This theoretical ambiguity has stimulated growing empirical studies focusing on the relations between trade and environment. Early studies by Birdsall and Wheeler (1993) and Rock (1996) provide contrasting evidence on the impacts of trade on the environment. More specifically, while Birdsall and Wheeler (1993) find lower pollution intensity of production in countries with open trade policies, Rock (1996) demonstrates that open trading policies are a contributing factor to pollution. In an often-cited study by Antweiler et al. (2001), trade openness is found to be beneficial to the environment. More specifically, analysing SO₂ concentrations for a panel of 43 countries from 1971 to 2006, they find the technique and composition effects to outweigh the scale effect. Cole and Elliot (2003) find the net environmental effect of trade to depend on pollutants. While they document the beneficial effect of trade on biochemical oxygen demand (BOD) emissions, trade liberalization tends to increase NO_x and CO₂ emissions. Meanwhile, the effect of trade on SO₂ is found to be uncertain. Frankel and Rose (2005) use a 1990 cross-sectional sample of more than 35 countries and various measures of pollution. Accounting for endogeneity of income and trade, they find no evidence that trade is detrimental to the environment. Instead, trade can be beneficial particularly for SO₂.

Other studies, among which include Heil and Selden (2001) and more recently Managi et al. (2009), have emphasized differential emission effects of trade across countries. In their analysis of carbon emissions in 132 countries over the period 1950-1992, Heil and Selden (2001) document evidence suggesting the detrimental effect of trade intensity on carbon emissions in lower income countries and its beneficial effect in higher income countries. The recent analysis by Managi et al. (2009) focuses on pinpointing the environmental effects of trade across OECD and non-OECD countries. Based on a panel sample of 83 countries from 1980 to 2000, they find the effects of trade on BOD to be beneficial in both OECD and non-OECD countries. In line with Heil and Selden (2001), trade tends to decrease SO₂ and CO₂ in OECD countries and increase them in non-OECD countries[¹].

In the present paper, we seek to contribute to this line of research by focusing on the experience of eight Southeast and East Asian countries, namely, China, Indonesia, South Korea, Malaysia, Hong Kong, the Philippines, Singapore and Thailand. These countries depend heavily on international trade as a core driver for economic development. They exhibit higher level of trade openness than the global average or at least experience tremendous growth in international trade. For instance, Malaysia, Hong Kong and Singapore record average trade ratios of more than 1, respectively 1.4, 2.4, and 3.5 over 1971-2009[²]. The trade ratio of Thailand has also surpassed one in recent years, while that of Korea and the Philippines is close to one. At the same time, China has exhibited drastic growth in its international trade. As the afore-mentioned studies demonstrate, pooling a large number of vastly heterogeneous countries may mask differential effects of trade on pollution across countries or groups of countries. Thus, by focusing on these highly trading nations, the environmental degradation/improvement from pursuing trade-led growth strategies would be more apparent.

※ ※ ※

**What is needed**.
According to the passage on trade and the environment, how many countries did Heil and Selden (2001) cover in their analysis of carbon emissions? The entries have nothing to do with the passage on trade and the environment.

※ ※ ※

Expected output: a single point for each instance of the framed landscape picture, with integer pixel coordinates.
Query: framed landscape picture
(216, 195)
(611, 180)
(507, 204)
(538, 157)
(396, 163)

※ ※ ※

**Solution for this problem**.
132 countries.